> **Recorded information**

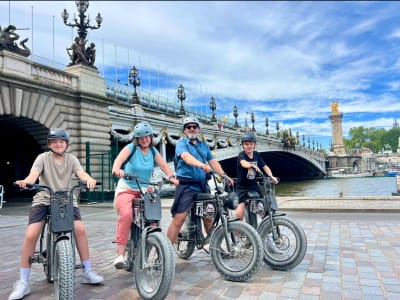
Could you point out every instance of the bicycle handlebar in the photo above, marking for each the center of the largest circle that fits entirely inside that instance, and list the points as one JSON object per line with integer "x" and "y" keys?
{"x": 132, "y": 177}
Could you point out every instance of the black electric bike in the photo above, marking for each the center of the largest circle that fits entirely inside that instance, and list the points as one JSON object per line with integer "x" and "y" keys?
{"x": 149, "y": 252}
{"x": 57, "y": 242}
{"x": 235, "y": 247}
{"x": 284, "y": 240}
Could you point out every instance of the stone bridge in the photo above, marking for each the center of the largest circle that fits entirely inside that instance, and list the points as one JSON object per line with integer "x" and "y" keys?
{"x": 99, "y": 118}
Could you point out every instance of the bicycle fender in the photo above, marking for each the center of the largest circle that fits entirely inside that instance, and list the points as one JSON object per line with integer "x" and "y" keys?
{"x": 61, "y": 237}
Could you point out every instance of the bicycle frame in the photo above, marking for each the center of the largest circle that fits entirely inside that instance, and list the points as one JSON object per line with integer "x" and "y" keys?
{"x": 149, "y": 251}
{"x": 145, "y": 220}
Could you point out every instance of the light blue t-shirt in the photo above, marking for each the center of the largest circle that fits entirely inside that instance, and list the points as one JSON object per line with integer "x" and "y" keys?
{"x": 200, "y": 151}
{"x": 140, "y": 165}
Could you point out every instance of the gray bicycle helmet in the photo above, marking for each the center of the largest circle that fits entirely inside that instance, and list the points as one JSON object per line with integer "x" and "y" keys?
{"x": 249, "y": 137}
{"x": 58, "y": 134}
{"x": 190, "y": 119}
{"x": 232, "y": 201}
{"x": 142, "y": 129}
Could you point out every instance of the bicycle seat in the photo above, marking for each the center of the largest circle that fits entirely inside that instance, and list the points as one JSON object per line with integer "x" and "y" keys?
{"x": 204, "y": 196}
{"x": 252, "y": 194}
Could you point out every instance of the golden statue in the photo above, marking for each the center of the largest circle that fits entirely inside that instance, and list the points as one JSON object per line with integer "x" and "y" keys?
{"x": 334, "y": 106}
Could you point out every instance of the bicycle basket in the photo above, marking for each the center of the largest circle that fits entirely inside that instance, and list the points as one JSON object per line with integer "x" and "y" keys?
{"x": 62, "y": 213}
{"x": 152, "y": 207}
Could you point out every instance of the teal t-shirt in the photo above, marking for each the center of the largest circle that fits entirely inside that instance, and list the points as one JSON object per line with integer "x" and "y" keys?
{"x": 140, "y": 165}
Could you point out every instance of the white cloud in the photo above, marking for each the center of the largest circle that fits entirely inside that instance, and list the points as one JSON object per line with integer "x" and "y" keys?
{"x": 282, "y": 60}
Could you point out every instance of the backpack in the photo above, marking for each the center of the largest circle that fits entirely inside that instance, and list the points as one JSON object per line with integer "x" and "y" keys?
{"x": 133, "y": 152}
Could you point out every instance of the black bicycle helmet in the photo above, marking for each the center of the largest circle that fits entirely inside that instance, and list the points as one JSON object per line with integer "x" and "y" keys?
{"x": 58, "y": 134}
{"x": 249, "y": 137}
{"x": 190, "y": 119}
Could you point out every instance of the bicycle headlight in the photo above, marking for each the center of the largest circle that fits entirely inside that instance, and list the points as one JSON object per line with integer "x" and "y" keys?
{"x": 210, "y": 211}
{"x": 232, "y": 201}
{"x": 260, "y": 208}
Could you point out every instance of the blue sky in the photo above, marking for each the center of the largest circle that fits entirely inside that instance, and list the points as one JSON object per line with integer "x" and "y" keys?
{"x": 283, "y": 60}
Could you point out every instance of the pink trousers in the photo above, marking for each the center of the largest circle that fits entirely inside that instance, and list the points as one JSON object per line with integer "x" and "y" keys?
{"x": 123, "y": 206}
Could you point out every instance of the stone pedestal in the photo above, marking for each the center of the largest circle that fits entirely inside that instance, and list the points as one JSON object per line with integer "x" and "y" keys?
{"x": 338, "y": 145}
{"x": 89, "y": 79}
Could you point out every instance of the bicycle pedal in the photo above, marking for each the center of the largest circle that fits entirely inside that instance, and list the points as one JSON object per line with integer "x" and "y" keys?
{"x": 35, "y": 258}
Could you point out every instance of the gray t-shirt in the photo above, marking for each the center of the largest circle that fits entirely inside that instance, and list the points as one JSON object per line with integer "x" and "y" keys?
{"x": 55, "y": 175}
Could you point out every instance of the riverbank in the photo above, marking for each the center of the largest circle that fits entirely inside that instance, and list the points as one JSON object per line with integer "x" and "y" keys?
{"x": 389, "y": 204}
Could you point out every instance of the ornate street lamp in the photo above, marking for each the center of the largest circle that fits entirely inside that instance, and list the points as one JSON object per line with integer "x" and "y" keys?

> **Work to be completed**
Return the lines above, from the one containing "Could you point out every instance of the blue" to the end, exactly as they stand.

> **Solution for this exercise**
Could you point out every instance of the blue sky in the photo above, marking for each the center of the largest circle that fits entirely inside that instance, and list the points as one JSON object per line with integer "x" and "y" keys?
{"x": 283, "y": 60}
Could you point out every instance of the pink trousers in the photo above, marking for each the center of the largest circle that fits entirely inside that instance, and list the points as one JSON object per line with integer "x" and "y" keys?
{"x": 123, "y": 206}
Could you point out every instance of the stone pedestal in the photo above, marking for each the center of the largest circle that fits entirely inside that instance, and list the points as one JSON object per line with integer "x" and "y" keys?
{"x": 338, "y": 145}
{"x": 89, "y": 79}
Could you point out every instance of the bicycle pedal in the photo above, marking for each the center of the largest circle that fits entirely inside that instance, and list the points as one JSON object per line with integer "x" and "y" keys?
{"x": 35, "y": 258}
Could you point out every instance of the gray t-shirt in the photo above, marking for each the center of the largest circle that fits entirely inside that instance, and list the points as one JSON object per line with integer "x" and "y" keys?
{"x": 55, "y": 175}
Could you point out every instance of the riverbank in the photo above, marking for each the center of the largest circle that fits entirely inside that instance, and list the points as one JSON object per line with integer "x" and "y" keys?
{"x": 389, "y": 204}
Could you point out every instance of the ornate street lamp in the photo above, marking for each the center of the largest circle that fits entirely inside that instance, and list the points as one JSON object per line with integer "x" and "y" keys?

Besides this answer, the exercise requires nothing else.